• [PROBLEM TO SOLVE]: Collect every line of the data below that contains the word "white", copying each such line in full.
--- Begin DATA SUPPLIED ---
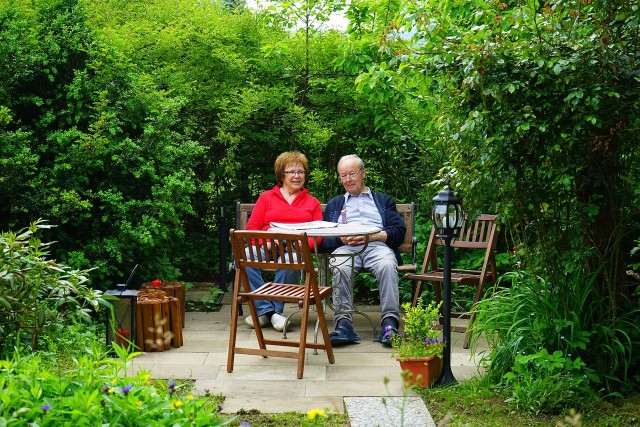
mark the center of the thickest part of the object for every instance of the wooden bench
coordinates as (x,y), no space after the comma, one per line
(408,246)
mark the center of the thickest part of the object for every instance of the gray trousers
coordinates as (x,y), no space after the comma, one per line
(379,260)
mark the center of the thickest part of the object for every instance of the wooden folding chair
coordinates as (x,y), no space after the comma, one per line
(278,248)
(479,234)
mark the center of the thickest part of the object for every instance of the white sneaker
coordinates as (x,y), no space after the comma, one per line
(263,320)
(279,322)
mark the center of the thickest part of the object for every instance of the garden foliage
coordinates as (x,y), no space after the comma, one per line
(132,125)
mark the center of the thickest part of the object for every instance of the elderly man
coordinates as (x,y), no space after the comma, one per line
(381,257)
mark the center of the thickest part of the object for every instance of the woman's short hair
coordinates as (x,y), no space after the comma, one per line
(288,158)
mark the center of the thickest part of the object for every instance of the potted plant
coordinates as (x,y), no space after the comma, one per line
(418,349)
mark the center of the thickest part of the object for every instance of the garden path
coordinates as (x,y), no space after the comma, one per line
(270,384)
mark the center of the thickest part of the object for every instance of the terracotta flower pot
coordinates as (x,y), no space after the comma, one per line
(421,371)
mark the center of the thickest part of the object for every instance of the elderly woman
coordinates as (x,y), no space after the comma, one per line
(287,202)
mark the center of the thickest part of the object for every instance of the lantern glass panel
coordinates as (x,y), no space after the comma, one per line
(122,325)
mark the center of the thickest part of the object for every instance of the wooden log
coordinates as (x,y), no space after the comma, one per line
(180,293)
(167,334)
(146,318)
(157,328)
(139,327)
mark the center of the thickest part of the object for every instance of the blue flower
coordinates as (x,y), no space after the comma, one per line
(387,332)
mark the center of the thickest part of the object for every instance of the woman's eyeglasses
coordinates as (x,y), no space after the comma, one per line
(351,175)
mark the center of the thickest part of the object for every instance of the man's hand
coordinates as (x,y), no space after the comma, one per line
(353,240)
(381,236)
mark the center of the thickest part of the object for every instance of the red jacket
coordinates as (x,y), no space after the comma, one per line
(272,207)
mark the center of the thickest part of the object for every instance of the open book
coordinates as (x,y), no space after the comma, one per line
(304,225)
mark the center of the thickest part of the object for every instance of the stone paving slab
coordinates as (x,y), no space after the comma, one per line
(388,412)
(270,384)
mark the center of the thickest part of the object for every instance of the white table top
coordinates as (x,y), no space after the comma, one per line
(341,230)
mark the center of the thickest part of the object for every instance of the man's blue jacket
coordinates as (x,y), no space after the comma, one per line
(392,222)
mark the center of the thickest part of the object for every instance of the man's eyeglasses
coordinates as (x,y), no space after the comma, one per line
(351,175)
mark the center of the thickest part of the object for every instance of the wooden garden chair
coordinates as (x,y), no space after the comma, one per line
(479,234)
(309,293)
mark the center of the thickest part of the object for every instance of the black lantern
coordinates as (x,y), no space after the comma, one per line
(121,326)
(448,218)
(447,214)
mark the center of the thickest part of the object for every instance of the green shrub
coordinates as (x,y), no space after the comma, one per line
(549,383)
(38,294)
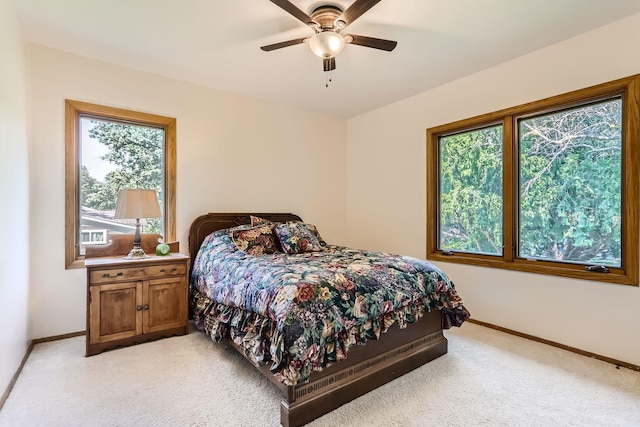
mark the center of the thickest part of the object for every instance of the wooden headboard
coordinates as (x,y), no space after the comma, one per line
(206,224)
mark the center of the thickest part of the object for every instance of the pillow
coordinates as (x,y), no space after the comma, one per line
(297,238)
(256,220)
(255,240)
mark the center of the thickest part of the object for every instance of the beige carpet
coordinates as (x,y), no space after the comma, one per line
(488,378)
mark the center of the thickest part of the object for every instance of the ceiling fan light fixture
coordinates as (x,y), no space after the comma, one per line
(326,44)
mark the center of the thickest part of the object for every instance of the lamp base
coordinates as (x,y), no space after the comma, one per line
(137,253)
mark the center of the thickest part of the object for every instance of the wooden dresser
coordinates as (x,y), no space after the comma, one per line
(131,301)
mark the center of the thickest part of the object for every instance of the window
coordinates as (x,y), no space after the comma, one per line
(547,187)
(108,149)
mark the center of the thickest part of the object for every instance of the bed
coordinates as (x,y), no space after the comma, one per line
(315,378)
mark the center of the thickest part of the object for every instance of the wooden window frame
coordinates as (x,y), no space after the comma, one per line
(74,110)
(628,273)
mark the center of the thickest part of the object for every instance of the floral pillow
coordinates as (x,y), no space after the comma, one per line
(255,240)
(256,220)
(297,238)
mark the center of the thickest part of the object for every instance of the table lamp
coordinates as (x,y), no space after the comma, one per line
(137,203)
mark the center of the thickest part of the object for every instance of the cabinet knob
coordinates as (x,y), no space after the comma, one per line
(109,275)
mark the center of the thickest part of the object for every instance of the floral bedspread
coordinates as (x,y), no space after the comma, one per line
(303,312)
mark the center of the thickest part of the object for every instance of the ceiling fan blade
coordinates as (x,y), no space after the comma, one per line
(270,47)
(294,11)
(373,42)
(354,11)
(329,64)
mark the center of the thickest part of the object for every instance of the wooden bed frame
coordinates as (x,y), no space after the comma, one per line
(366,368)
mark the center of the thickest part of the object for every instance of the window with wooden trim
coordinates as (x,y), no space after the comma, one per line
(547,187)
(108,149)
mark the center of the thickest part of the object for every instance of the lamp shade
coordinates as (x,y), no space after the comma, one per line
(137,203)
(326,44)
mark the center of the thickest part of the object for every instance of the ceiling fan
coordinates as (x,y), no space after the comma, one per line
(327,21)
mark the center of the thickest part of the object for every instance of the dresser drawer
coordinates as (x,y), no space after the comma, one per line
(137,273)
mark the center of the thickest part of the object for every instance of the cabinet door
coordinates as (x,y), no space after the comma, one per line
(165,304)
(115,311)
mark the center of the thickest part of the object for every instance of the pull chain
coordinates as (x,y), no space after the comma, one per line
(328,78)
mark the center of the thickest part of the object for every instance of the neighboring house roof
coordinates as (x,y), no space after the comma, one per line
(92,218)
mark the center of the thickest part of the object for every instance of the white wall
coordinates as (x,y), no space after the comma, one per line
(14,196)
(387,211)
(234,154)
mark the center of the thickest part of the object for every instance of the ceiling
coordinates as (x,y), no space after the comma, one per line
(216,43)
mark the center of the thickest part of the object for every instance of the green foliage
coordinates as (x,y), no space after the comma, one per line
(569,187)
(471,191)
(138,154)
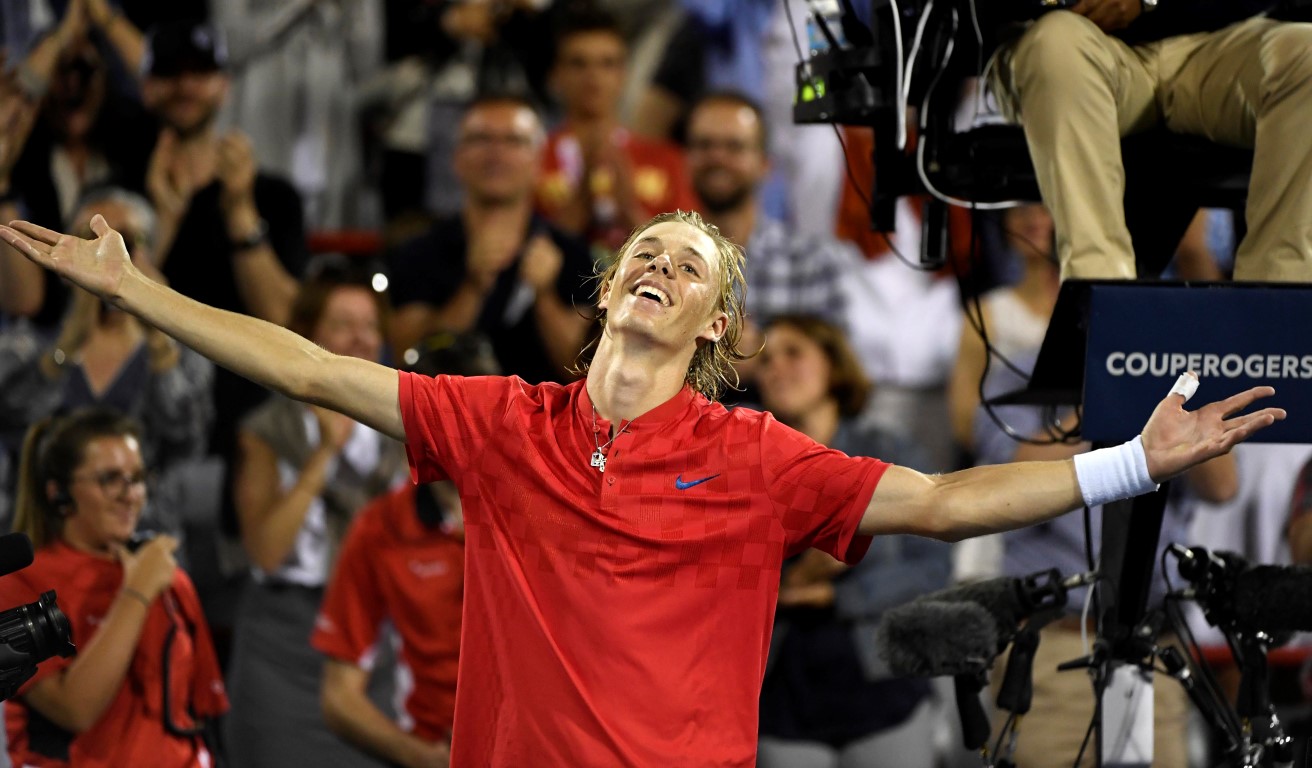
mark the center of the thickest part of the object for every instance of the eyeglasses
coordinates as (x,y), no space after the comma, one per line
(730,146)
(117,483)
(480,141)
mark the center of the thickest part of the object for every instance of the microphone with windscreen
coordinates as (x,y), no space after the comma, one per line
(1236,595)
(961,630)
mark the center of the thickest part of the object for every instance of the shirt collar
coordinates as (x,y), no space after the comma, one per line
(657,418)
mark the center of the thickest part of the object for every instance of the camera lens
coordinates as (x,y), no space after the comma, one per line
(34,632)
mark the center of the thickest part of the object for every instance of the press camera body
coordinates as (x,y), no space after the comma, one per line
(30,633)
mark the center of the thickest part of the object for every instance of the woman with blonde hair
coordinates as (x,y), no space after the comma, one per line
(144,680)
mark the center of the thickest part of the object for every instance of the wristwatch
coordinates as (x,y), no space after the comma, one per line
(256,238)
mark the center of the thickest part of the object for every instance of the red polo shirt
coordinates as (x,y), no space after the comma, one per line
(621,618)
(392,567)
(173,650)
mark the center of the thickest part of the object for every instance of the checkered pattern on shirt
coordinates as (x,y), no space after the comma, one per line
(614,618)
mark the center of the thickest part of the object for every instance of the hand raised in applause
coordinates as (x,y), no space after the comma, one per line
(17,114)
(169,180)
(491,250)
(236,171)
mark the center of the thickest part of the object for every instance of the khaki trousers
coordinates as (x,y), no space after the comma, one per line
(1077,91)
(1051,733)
--- End DATA SUPPLIED ---
--- Begin DATA SUPPLIED ---
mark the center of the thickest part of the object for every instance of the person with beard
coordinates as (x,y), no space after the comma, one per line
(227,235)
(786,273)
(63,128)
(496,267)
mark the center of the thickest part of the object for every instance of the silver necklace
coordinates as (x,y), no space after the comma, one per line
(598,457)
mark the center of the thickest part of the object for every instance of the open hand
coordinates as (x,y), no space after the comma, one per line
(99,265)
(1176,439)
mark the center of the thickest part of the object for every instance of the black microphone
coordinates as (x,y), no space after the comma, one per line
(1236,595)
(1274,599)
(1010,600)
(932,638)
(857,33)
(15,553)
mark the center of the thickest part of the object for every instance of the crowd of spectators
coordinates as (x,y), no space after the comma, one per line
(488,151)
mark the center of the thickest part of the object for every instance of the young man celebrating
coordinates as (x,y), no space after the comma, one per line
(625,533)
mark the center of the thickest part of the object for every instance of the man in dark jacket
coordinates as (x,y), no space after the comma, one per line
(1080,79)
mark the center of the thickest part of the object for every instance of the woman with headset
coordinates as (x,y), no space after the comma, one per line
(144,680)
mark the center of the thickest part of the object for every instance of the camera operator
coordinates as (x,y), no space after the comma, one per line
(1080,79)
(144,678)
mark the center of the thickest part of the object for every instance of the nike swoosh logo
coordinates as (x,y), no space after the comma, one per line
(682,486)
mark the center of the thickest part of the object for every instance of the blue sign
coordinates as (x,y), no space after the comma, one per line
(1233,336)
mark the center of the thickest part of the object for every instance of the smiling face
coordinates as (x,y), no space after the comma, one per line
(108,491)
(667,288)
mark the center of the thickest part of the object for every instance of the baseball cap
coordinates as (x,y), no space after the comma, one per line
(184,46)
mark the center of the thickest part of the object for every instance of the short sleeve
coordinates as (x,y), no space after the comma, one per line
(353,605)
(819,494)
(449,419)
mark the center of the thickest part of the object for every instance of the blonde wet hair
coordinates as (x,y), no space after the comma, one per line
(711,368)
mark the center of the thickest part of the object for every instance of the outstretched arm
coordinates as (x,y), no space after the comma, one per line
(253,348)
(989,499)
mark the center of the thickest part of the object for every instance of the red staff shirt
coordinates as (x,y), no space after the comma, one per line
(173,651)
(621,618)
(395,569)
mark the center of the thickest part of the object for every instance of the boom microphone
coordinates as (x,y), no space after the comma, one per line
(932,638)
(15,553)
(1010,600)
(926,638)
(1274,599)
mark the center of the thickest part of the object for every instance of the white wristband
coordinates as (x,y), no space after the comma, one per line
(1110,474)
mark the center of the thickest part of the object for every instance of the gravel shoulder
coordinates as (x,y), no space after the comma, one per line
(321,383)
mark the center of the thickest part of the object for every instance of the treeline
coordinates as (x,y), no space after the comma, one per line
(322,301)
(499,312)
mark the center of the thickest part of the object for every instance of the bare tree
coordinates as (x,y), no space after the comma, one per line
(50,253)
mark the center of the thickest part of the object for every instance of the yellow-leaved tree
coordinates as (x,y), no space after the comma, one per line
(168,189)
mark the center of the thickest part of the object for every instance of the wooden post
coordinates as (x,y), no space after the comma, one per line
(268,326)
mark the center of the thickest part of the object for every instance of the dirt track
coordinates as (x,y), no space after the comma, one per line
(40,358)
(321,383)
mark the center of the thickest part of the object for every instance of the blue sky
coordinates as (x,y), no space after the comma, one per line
--- End DATA SUPPLIED ---
--- Begin DATA SUPPLIED ---
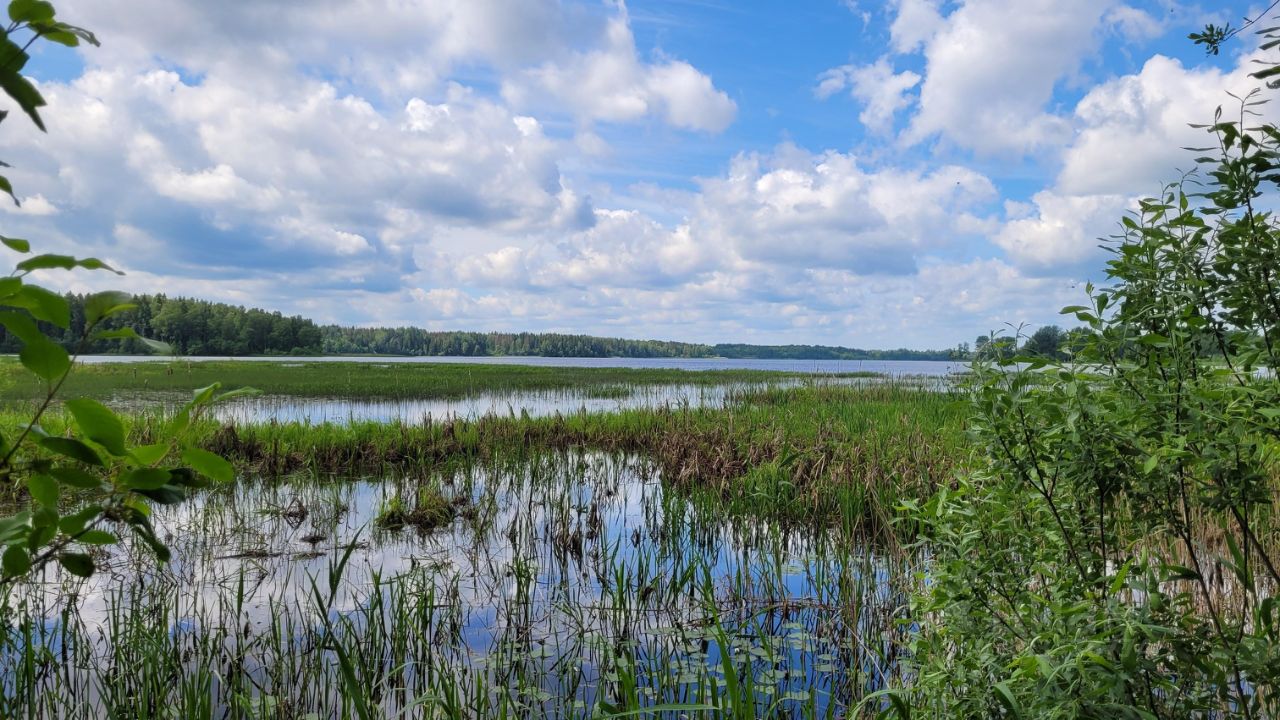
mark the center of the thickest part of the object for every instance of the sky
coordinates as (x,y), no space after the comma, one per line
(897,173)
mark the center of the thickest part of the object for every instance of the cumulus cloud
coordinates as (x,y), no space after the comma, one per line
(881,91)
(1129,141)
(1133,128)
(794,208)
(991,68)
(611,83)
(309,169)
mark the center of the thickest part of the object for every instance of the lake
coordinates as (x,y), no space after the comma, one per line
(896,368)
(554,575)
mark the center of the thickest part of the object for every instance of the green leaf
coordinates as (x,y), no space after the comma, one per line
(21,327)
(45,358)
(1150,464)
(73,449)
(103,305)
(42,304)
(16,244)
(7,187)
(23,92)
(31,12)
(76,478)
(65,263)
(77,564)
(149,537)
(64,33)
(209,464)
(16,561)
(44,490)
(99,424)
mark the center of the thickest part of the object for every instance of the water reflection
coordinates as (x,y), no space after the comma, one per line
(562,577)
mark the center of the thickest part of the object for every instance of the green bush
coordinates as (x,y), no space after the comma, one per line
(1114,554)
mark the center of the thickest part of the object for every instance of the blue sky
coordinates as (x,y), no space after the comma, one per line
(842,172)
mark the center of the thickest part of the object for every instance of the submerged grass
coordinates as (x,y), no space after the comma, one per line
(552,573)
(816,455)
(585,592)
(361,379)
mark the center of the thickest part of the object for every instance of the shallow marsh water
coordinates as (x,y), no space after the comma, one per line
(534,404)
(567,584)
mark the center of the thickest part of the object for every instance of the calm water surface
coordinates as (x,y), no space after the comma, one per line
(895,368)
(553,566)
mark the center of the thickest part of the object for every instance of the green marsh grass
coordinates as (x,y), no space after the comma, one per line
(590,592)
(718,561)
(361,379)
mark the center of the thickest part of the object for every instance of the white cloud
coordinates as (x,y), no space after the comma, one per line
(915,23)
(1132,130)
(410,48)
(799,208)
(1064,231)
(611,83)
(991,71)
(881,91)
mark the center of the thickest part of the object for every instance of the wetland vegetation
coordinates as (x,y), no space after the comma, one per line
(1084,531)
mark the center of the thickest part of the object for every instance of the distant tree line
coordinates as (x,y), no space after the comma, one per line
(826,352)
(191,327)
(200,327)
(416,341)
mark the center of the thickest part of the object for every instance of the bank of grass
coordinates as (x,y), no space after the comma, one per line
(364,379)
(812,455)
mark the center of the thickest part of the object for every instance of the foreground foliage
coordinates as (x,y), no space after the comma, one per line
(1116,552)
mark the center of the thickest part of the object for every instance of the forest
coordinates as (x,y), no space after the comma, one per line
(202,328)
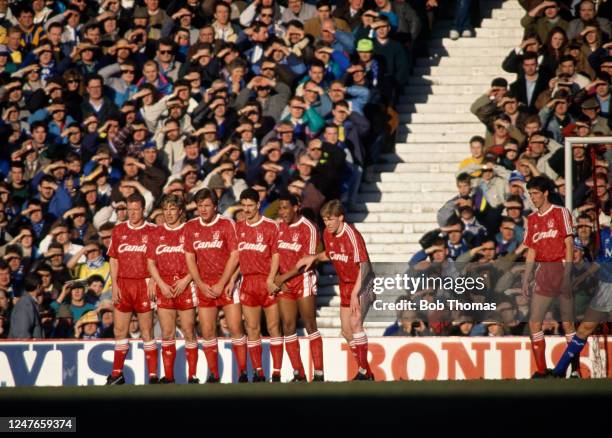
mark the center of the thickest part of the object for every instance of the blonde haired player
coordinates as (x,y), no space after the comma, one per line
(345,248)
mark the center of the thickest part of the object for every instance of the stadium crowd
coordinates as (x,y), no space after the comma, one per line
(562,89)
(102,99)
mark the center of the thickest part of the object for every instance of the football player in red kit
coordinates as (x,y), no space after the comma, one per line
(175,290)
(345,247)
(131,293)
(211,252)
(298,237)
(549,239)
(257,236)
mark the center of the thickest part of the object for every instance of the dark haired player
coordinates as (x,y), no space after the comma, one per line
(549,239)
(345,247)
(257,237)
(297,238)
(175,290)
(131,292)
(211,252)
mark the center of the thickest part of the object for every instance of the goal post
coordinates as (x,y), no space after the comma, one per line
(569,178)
--- End DATA SUPPLIED ---
• [SOLUTION TO THIS EXERCISE]:
mark the center of the thickest part of the object for every instance of the white sneaker
mark the center of the thickest part of the object for every instance of the white table top
mark the center of the thickest part of the object for every instance of the white wall
mark the center of the thickest part of the object for every instance of the white wristband
mark the center of the thickest part of the object for every instance of the white cloud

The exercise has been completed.